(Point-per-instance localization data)
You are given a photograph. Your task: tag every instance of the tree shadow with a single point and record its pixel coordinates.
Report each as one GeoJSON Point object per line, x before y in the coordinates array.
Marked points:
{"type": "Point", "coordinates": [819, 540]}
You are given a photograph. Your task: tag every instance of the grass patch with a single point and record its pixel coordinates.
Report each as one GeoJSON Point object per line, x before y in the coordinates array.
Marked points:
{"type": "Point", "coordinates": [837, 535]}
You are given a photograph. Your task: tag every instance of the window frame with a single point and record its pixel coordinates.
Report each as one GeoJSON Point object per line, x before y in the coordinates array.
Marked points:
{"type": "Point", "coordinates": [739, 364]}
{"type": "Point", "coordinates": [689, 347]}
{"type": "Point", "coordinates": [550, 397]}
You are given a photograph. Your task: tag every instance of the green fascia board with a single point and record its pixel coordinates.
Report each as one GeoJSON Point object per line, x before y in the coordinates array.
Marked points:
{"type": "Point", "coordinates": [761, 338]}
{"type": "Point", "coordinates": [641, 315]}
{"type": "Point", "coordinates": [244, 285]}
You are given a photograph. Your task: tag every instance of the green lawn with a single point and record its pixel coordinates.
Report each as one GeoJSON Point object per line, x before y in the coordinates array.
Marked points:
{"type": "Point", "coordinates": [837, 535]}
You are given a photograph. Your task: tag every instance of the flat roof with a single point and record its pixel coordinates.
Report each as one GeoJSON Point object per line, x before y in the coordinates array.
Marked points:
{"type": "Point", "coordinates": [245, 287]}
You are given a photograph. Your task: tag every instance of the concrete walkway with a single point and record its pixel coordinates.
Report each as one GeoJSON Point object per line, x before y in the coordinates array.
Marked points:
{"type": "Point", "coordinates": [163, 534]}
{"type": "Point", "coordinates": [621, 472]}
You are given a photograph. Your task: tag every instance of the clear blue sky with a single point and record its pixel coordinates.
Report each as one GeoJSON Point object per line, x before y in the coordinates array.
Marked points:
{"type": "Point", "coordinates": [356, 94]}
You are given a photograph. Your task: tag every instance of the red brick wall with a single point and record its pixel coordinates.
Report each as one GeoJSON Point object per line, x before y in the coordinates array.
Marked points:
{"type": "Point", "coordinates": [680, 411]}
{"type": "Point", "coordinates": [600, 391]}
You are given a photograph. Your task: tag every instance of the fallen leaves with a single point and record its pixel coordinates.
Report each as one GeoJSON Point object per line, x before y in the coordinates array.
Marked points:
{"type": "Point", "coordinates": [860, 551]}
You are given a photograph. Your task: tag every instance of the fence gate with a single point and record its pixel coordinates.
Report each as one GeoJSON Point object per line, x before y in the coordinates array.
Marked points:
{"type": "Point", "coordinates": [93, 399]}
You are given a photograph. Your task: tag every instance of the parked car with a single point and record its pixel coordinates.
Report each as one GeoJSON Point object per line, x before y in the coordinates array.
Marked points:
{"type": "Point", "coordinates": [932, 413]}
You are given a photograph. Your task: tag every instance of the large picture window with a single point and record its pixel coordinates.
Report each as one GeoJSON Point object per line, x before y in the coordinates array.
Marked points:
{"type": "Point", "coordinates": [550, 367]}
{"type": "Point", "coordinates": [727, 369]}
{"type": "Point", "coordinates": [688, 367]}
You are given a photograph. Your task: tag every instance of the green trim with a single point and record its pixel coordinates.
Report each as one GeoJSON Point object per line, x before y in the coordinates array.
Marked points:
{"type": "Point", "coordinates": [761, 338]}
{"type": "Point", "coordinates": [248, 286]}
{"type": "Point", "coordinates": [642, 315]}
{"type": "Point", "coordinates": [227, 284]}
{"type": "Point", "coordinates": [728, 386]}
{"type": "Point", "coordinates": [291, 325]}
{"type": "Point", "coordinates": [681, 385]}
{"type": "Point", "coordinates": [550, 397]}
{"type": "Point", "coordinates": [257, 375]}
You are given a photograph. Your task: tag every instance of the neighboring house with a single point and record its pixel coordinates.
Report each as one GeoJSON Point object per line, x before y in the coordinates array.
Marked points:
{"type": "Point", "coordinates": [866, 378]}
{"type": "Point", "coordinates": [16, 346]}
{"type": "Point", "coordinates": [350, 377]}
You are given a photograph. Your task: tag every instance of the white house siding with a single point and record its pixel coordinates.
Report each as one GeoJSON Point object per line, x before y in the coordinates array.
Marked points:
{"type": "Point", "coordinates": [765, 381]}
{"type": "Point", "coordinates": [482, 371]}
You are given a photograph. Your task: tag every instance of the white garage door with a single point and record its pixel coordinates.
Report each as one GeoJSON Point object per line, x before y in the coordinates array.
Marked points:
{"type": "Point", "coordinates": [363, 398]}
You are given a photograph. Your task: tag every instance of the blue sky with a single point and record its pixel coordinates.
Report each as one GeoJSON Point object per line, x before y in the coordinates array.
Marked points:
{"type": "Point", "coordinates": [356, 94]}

* _Work order_
All lines of the records above with the word "window" in them are to be copied.

* _Result of the task_
You are given a photograph. Your task: tag every instance of the window frame with a single point and record its pixel coordinates.
You are given a photograph. Your task: tag every instance of the large picture window with a single point and record its pixel coordinates.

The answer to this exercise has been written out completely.